Request: Write out the following lines word for word, beginning at the start of the lines and ending with the line that contains "point(505, 155)", with both ends included.

Material supplied:
────────────────────

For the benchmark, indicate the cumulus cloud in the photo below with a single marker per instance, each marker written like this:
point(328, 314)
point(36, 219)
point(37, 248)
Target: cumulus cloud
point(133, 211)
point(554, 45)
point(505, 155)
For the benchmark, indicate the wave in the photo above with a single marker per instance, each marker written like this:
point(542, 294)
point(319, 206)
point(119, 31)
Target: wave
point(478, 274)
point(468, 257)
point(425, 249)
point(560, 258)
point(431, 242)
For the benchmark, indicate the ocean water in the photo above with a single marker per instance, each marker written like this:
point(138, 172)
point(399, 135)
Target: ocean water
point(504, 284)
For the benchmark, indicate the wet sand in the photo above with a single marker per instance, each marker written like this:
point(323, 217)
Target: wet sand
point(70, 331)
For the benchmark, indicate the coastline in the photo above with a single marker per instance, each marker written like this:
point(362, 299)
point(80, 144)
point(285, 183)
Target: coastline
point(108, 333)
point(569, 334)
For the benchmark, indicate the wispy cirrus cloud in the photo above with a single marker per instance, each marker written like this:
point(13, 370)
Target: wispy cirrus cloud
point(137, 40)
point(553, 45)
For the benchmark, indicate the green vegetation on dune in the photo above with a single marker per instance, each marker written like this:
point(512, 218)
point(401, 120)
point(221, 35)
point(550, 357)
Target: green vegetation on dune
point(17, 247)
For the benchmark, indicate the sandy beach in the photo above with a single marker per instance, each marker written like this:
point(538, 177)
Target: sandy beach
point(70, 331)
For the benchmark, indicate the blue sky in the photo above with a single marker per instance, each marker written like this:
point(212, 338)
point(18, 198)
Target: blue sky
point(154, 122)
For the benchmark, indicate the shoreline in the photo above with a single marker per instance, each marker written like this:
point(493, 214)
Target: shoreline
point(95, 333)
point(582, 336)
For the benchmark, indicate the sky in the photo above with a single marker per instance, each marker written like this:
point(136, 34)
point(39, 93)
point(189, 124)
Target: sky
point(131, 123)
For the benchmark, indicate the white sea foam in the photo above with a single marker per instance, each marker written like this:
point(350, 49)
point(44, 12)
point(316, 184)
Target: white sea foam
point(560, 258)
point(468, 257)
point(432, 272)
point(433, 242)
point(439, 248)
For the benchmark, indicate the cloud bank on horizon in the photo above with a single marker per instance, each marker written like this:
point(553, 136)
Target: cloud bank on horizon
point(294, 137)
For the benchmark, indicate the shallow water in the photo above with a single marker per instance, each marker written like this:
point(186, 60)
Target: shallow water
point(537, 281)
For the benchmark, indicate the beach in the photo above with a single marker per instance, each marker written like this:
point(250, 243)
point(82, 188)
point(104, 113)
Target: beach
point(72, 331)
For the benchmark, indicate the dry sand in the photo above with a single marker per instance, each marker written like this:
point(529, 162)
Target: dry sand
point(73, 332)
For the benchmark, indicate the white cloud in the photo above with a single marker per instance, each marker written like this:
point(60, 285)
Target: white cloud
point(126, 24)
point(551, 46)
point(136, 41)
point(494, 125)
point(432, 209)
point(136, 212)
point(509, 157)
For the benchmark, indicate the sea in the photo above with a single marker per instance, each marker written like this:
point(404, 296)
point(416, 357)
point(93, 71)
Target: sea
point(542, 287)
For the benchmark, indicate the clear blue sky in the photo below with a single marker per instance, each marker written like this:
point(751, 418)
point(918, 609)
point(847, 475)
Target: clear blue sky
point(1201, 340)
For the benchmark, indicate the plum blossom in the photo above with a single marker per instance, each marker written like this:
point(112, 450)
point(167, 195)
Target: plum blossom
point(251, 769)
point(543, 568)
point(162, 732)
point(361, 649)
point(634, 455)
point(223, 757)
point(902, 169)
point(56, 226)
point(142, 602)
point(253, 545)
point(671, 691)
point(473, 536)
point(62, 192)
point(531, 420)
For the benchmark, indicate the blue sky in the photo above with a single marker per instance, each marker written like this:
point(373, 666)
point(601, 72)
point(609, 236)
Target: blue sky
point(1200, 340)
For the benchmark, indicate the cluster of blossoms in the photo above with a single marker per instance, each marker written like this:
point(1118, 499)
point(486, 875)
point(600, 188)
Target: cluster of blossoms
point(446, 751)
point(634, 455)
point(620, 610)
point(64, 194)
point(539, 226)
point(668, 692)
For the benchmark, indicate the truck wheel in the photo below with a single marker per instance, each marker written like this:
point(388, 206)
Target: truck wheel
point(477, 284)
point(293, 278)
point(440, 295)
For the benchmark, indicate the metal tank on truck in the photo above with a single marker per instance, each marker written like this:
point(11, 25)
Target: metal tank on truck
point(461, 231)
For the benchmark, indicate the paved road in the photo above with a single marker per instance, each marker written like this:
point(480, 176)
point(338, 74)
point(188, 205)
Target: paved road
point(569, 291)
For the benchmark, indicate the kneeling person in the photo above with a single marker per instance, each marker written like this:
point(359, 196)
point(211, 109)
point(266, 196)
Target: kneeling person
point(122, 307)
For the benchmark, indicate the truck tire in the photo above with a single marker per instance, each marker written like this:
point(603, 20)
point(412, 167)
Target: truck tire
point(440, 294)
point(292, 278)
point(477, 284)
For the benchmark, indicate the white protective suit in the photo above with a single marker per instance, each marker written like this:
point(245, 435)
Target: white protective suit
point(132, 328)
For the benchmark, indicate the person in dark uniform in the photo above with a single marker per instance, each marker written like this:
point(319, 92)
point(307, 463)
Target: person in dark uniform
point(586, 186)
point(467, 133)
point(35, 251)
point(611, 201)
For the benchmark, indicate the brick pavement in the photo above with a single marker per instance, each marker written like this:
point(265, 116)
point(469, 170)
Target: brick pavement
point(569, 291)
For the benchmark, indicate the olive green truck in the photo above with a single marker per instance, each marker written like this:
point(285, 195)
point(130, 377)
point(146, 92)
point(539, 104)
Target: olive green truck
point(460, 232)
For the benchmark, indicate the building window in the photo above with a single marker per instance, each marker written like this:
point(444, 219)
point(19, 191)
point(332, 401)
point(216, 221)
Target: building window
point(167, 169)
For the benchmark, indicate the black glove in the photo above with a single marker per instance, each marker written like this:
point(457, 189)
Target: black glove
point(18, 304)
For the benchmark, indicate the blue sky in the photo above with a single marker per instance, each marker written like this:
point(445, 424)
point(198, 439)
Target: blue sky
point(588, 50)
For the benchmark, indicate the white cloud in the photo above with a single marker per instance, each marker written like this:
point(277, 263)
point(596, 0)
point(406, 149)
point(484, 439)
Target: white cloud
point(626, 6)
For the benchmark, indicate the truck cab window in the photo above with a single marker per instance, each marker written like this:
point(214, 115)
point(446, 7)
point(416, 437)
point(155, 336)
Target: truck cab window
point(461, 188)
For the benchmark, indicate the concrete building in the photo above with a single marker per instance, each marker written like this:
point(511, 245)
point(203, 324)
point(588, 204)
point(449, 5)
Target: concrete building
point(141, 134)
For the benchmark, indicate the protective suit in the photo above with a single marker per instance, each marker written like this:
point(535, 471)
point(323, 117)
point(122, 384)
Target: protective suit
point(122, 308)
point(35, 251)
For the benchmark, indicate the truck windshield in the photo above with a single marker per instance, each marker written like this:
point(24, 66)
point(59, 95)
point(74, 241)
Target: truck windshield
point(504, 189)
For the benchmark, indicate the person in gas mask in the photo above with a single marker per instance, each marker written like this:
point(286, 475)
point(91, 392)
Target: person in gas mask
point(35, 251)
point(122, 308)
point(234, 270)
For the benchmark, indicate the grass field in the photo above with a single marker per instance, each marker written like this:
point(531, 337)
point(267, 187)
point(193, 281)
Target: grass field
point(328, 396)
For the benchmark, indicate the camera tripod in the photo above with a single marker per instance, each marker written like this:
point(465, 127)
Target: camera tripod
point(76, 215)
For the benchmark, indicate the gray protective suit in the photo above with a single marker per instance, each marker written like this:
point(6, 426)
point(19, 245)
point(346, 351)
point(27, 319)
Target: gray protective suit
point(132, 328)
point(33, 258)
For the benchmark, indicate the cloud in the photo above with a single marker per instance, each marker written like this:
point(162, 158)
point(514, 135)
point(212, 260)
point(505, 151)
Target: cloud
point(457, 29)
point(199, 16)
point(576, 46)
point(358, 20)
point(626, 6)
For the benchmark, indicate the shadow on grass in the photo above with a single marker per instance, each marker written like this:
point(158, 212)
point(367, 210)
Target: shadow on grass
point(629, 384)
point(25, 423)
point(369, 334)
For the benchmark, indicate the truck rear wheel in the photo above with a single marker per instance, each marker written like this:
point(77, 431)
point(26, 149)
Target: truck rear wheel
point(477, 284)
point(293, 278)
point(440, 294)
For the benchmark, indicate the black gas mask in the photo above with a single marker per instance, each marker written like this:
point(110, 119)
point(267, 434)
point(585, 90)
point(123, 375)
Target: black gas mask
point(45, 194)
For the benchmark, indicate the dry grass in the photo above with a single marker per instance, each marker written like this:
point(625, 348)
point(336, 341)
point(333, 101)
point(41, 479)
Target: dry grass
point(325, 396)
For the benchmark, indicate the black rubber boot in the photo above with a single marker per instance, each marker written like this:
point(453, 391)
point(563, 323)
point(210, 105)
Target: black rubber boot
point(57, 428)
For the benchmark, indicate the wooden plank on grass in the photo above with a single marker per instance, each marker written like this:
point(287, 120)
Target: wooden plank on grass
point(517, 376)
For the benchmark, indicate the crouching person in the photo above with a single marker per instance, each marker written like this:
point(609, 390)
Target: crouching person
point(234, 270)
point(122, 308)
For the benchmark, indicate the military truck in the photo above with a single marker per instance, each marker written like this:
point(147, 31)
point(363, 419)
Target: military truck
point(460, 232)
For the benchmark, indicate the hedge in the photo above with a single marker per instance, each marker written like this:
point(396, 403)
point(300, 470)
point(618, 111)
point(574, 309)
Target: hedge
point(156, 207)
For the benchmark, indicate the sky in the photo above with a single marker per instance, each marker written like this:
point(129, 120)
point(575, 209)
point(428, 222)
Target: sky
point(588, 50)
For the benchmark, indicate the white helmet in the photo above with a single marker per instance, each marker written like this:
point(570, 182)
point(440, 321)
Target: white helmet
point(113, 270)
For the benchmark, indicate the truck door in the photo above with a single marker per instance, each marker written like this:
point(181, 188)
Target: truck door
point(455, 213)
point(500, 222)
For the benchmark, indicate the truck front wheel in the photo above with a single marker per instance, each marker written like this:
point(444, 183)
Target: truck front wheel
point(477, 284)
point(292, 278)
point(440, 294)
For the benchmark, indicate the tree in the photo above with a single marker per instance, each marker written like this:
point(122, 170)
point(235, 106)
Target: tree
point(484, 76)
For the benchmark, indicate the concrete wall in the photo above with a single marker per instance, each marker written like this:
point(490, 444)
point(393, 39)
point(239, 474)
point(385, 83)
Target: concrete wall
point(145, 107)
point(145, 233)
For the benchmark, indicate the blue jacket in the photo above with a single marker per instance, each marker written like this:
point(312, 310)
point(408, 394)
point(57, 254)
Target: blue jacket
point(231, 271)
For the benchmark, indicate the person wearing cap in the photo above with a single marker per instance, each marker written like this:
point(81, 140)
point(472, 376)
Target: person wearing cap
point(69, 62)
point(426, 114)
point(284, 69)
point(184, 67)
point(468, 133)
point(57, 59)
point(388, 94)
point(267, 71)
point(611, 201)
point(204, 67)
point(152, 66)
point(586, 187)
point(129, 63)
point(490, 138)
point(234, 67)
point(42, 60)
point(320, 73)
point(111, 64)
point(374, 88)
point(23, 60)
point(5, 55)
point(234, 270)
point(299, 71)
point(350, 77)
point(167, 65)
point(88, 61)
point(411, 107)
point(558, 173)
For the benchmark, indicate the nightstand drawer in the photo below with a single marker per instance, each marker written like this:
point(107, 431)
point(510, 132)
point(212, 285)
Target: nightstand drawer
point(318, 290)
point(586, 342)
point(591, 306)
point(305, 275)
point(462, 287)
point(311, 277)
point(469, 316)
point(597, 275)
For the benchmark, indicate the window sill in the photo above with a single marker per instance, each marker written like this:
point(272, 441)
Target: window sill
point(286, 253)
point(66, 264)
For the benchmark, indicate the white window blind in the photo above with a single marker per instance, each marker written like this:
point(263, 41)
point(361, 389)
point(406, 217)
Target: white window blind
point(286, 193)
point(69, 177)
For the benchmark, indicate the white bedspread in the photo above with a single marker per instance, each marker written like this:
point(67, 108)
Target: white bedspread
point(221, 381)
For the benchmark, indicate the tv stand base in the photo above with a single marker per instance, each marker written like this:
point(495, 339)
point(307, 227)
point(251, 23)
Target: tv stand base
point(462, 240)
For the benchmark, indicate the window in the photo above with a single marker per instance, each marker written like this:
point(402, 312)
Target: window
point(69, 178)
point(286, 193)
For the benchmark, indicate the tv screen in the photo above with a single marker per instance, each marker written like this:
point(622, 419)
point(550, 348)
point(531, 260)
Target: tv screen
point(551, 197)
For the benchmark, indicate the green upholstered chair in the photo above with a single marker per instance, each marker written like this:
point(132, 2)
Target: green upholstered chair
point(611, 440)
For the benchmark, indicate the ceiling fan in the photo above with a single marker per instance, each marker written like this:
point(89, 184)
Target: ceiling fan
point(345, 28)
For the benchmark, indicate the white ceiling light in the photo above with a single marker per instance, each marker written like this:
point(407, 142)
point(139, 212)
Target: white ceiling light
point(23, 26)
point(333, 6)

────────────────────

Task solution:
For the benchmark, indicate the cumulus cloud in the photo below with a single marker per instance, each marker written like this:
point(328, 314)
point(36, 219)
point(37, 248)
Target: cumulus cloud
point(133, 211)
point(554, 45)
point(505, 155)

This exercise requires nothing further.